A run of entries
┌──

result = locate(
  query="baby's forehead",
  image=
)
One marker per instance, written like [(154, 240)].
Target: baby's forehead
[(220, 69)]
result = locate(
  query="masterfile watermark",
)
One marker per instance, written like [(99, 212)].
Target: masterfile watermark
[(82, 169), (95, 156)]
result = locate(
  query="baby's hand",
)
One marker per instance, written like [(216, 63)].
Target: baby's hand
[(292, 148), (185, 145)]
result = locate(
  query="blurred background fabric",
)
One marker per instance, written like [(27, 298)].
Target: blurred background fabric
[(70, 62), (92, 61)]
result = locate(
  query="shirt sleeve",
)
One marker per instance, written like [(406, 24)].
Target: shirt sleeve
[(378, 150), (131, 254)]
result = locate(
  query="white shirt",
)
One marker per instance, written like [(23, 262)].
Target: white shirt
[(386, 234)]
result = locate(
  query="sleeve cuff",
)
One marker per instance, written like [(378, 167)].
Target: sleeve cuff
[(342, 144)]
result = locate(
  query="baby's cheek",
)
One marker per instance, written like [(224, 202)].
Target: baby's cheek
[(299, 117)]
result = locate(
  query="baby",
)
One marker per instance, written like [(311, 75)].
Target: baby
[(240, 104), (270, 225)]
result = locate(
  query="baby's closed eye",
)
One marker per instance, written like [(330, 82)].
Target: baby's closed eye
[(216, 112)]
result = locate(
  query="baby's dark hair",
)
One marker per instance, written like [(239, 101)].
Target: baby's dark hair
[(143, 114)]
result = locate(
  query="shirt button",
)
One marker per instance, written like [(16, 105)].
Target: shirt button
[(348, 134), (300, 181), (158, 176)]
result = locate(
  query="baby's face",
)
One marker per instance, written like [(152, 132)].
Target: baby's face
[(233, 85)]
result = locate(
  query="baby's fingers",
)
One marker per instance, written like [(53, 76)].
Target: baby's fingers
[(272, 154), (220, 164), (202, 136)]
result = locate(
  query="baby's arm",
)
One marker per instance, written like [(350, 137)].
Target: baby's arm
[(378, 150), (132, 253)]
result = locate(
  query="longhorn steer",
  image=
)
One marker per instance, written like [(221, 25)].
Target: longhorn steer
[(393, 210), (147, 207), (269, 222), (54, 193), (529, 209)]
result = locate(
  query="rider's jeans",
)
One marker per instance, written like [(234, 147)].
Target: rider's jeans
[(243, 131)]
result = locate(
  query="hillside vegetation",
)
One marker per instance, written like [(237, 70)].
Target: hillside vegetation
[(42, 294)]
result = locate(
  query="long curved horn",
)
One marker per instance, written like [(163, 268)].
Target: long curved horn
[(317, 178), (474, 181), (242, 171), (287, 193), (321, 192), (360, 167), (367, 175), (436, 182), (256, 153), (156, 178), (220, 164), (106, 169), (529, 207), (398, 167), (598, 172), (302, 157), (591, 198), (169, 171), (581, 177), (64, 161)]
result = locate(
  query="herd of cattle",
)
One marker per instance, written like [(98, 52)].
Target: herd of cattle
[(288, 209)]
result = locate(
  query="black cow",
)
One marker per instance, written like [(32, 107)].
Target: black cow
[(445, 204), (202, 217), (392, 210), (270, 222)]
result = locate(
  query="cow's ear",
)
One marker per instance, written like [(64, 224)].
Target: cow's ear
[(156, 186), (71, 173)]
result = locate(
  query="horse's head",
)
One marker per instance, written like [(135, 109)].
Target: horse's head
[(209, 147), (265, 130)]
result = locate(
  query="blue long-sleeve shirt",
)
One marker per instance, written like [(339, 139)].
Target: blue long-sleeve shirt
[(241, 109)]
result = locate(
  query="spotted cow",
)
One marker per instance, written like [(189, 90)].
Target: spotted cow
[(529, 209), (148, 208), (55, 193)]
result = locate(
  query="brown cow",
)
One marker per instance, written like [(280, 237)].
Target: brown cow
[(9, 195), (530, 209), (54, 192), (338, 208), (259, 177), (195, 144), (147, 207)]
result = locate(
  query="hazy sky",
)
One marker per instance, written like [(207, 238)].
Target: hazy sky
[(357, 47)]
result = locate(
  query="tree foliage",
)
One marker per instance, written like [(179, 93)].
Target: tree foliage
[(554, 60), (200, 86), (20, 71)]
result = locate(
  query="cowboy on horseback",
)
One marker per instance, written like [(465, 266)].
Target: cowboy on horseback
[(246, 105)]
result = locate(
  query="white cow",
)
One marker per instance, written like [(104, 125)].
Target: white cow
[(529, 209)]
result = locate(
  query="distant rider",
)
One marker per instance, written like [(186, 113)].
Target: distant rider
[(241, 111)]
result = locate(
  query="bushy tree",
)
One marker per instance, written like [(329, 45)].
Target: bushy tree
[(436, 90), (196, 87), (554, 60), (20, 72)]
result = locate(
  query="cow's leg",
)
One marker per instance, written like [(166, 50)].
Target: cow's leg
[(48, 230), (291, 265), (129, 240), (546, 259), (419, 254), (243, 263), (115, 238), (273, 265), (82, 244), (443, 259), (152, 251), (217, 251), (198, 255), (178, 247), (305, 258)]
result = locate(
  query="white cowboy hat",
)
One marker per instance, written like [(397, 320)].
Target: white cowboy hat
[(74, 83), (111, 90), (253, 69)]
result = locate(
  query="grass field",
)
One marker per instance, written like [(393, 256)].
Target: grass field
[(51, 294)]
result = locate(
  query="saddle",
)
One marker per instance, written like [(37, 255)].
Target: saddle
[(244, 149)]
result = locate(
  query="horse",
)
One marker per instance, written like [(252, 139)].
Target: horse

└──

EXERCISE OBJECTIVE: Could you arrange the entries, from the first line through the line containing "[(240, 104), (270, 225)]", as a Markdown table with a Row column for the line number and a Line column for the text, skipping any blank lines?

THE ANSWER:
| Row | Line |
|---|---|
| 1 | result = locate( |
| 2 |   query="baby's forehead", |
| 3 |   image= |
| 4 | ) |
| 5 | One marker per instance, written like [(154, 240)]. |
| 6 | Target: baby's forehead |
| 7 | [(220, 69)] |
| 8 | result = locate( |
| 9 |   query="masterfile watermark", |
| 10 | ) |
| 11 | One marker per instance, written like [(99, 212)]. |
| 12 | Target: masterfile watermark |
| 13 | [(82, 169), (95, 156)] |
| 14 | result = locate( |
| 15 |   query="baby's hand", |
| 16 | ) |
| 17 | One marker per instance, written like [(216, 63)]. |
| 18 | Target: baby's hand |
| 19 | [(292, 148), (185, 145)] |
| 20 | result = locate( |
| 21 |   query="blurred background fabric", |
| 22 | ) |
| 23 | One marker per instance, written like [(27, 298)]. |
| 24 | Target: blurred background fabric |
| 25 | [(70, 62), (92, 61)] |
| 26 | result = locate( |
| 27 |   query="shirt sleeve", |
| 28 | ) |
| 29 | One marker per instance, written like [(406, 24)]. |
| 30 | Target: shirt sleeve |
| 31 | [(378, 150), (131, 254)] |
| 32 | result = locate( |
| 33 |   query="white shirt", |
| 34 | ) |
| 35 | One marker per instance, written like [(23, 262)]. |
| 36 | Target: white shirt |
| 37 | [(386, 234)] |
| 38 | result = locate( |
| 39 |   query="sleeve cuff", |
| 40 | ) |
| 41 | One marker per instance, written like [(378, 167)]. |
| 42 | Target: sleeve cuff |
| 43 | [(342, 144)] |
| 44 | result = locate( |
| 45 |   query="baby's cheek", |
| 46 | ) |
| 47 | One marker per instance, written like [(224, 202)]. |
| 48 | Target: baby's cheek |
| 49 | [(299, 117)] |
| 50 | result = locate( |
| 51 |   query="baby", |
| 52 | ) |
| 53 | One marker per instance, written like [(311, 75)]. |
| 54 | Target: baby |
| 55 | [(240, 104), (270, 225)] |